## [OBIETTIVI]
[a] Nel brano sul debito pubblico e la Borsa, riscrivi il passo da "Poi la discesa" a "Affari senza affari." mettendo "riduzione" al posto di "discesa".
[b] Secondo il brano sul debito pubblico e la Borsa, a quale valore era scesa nel 2021 la percentuale di debito pubblico detenuto dai risparmiatori domestici?

Tutto perduto? Giancarlo Giorgetti, ministro dell'Economia e
uomo che proviene da quella tradizione lavoratrice e operaia
lombarda descritta da Bocca, non dispera. "Teniamo molto alla
partecipazione dei risparmiatori italiani all'acquisto del debito
pubblico del Paese. Infatti la partecipazione, che è stata
condizionata negli anni sia dalla dinamica dei rendimenti sia
dall'evoluzione del mercato finanziario, ha aumentato l'offerta di
prodotti di risparmio e investimento per i cittadini", ha detto
alla Camera presentando la manovra per il 2023. Ma dal Btp
all'azione il passo è ancora troppo lungo. Fino alla fine degli
anni '80 gli alti tassi di inflazione e i conseguenti elevati
rendimenti offerti dai titoli di Stato, uniti all'ancora poco
sviluppato mercato finanziario domestico, facevano sì che la
percentuale di debito pubblico detenuto dai risparmiatori domestici
fosse superiore al 20% del totale.
Poi la discesa dei rendimenti conseguente al controllo della
dinamica dei prezzi e alla convergenza nell'area dell'euro,
accompagnata alla continua crescita del debito pubblico nel suo
complesso, ha prodotto una continua e marcata discesa di tale
percentuale di partecipazione, fino al 6,4% nel 2021: piace di più
persino il bitcoin. Questa fuga dai Buoni del Tesoro non è
confluita in Borsa. Il problema da risolvere, dall'equazione
complessa, è tutto qui: una Piazza Affari senza affari.
Giorgetti tra mille telefonate e un diluvio di emendamenti alla
Legge di Bilancio trova il tempo per commentare la situazione con
Milano Finanza e promettere: "E' stato prolungato in manovra il
credito d'imposta per i costi di consulenza per la quotazione in
borsa delle pmi e copre fino a 500 mila euro, con un netto
miglioramento rispetto a quanto è stato fatto l'anno scorso. Credo
che sia però necessario continuare a incentivare e promuovere anche
la cultura per favorire l'ingresso in Borsa delle piccole e medie
imprese. Un percorso che è già in atto e che vorrei rafforzare.
Altro passaggio importante è quello delle semplificazioni per
l'ingresso nei mercati".

## [DATI FORNITI]
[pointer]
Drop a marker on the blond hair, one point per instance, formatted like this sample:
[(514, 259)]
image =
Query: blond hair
==
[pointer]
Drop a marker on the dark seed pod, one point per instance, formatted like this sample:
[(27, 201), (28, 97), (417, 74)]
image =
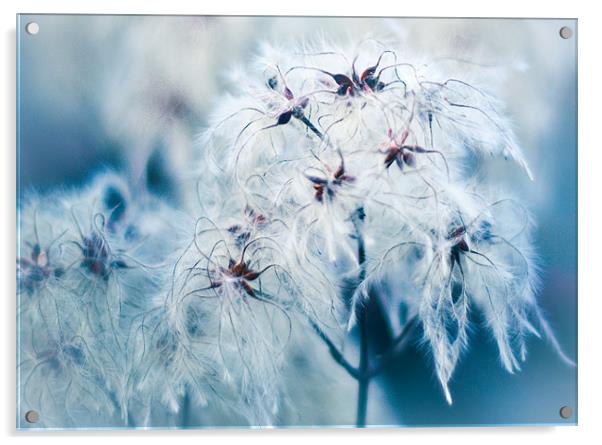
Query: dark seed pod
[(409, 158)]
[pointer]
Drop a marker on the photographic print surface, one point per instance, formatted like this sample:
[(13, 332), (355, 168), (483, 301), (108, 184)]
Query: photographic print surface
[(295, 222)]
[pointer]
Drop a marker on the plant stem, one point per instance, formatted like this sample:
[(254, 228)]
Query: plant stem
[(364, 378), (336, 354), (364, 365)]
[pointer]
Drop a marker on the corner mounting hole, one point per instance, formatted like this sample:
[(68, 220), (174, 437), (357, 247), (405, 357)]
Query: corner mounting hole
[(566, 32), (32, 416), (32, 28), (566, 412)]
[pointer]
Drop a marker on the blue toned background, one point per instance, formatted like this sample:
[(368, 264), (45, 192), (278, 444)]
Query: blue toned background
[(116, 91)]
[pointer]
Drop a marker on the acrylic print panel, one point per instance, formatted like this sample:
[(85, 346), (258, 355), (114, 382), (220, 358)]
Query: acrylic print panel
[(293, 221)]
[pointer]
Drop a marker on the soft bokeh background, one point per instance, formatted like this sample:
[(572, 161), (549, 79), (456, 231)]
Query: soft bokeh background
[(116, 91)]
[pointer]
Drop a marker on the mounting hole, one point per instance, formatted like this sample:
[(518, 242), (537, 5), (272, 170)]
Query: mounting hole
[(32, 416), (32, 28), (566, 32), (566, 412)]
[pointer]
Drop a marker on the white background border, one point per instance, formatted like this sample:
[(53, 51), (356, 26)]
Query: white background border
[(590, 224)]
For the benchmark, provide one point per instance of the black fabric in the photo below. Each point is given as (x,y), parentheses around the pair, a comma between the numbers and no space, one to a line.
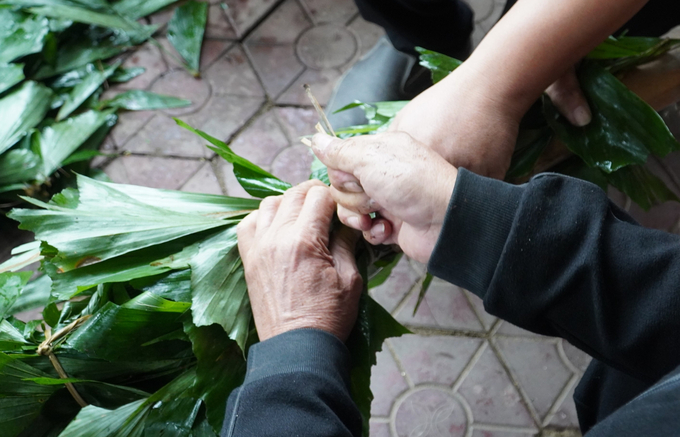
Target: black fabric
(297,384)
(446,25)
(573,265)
--
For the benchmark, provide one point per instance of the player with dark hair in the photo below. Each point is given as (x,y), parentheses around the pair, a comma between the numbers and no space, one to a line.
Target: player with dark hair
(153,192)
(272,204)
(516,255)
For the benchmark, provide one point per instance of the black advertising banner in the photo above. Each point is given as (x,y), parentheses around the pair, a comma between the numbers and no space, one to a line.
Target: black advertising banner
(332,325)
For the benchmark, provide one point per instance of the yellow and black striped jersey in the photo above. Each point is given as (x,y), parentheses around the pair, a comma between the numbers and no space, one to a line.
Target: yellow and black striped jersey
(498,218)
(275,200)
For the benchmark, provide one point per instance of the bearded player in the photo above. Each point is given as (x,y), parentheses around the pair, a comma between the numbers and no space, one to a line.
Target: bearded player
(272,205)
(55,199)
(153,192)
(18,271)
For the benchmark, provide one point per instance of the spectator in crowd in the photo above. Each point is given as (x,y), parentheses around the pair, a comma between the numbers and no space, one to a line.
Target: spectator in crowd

## [RISPOSTE]
[a]
Poi la riduzione dei rendimenti conseguente al controllo della
dinamica dei prezzi e alla convergenza nell'area dell'euro,
accompagnata alla continua crescita del debito pubblico nel suo
complesso, ha prodotto una continua e marcata riduzione di tale
percentuale di partecipazione, fino al 6,4% nel 2021: piace di più
persino il bitcoin. Questa fuga dai Buoni del Tesoro non è
confluita in Borsa. Il problema da risolvere, dall'equazione
complessa, è tutto qui: una Piazza Affari senza affari.

[b] Era scesa al 6,4%.